*EXTRACT TO READ*

Like many state-funded facilities, the Southeast Missouri Regional Crime Lab in Cape Girardeau is facing unwelcome budget cuts, which could eliminate jobs, delay test results and spark the retirement of its director.
The crime lab handles about 4,000 cases a year for 21 counties. Its director, Dr. Robert Briner, got news of this fiscal year's $40,000 budget cut at the end of the last legislative session. The lab's budget in the last fiscal year, which ended June 30, was $325,000, which came from state and local governments.
Criminal suspects sitting in jail cells and crime victims and their families will suffer longer waits for test results if the lab can't hire needed staff to curb the backlog of cases, he said.
"The drug cases will be worked, they may be done slower, but they'll be worked," Briner said. "What's going to be put back are the rapes and homicides where they don't have a suspect and nobody's hollering because the victim is dead. These dollars that are being cut are really bodies."
Retirement option
Briner has spent 33 years with the lab as its first director, but he calls the current period a "trying time." He's eligible for retirement, but wasn't seriously considering it until he learned of the cuts. Now he can't afford to add staff members when the lab finishes moving into its new facility at Merriwether and Ellis streets, he said. He may retire at the end of the year to save the office from making layoffs due to budget concerns, he said.

*INFORMATION SUPPLIED*

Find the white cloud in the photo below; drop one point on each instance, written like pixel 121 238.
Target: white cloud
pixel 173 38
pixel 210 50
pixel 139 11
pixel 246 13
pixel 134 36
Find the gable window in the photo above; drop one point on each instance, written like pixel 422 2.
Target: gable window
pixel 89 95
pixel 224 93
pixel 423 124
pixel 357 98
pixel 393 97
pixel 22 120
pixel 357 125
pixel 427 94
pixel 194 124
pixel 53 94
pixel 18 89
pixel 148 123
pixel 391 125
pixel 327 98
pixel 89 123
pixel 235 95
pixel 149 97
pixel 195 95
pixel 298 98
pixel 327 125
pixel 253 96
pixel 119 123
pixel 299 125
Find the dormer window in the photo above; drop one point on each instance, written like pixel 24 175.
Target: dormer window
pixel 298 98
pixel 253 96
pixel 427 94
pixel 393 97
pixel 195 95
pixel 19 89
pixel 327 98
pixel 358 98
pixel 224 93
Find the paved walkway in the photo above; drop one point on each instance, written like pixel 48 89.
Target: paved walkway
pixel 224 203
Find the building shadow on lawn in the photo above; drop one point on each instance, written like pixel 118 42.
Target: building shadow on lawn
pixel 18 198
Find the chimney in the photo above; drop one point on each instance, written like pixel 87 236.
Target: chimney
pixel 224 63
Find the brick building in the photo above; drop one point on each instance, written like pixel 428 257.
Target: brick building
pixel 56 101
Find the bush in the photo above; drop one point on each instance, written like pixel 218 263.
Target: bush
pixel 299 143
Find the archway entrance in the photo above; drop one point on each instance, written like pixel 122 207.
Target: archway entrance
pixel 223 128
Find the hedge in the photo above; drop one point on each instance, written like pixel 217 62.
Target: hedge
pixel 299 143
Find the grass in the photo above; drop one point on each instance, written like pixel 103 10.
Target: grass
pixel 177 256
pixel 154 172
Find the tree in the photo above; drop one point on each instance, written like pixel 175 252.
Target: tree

*ASSIGNED TASK*
Transcribe the stretch of the crime lab article from "The crime lab" through "and local governments.". The records are separate material and have nothing to do with the crime lab article.

*ANSWER SECTION*
The crime lab handles about 4,000 cases a year for 21 counties. Its director, Dr. Robert Briner, got news of this fiscal year's $40,000 budget cut at the end of the last legislative session. The lab's budget in the last fiscal year, which ended June 30, was $325,000, which came from state and local governments.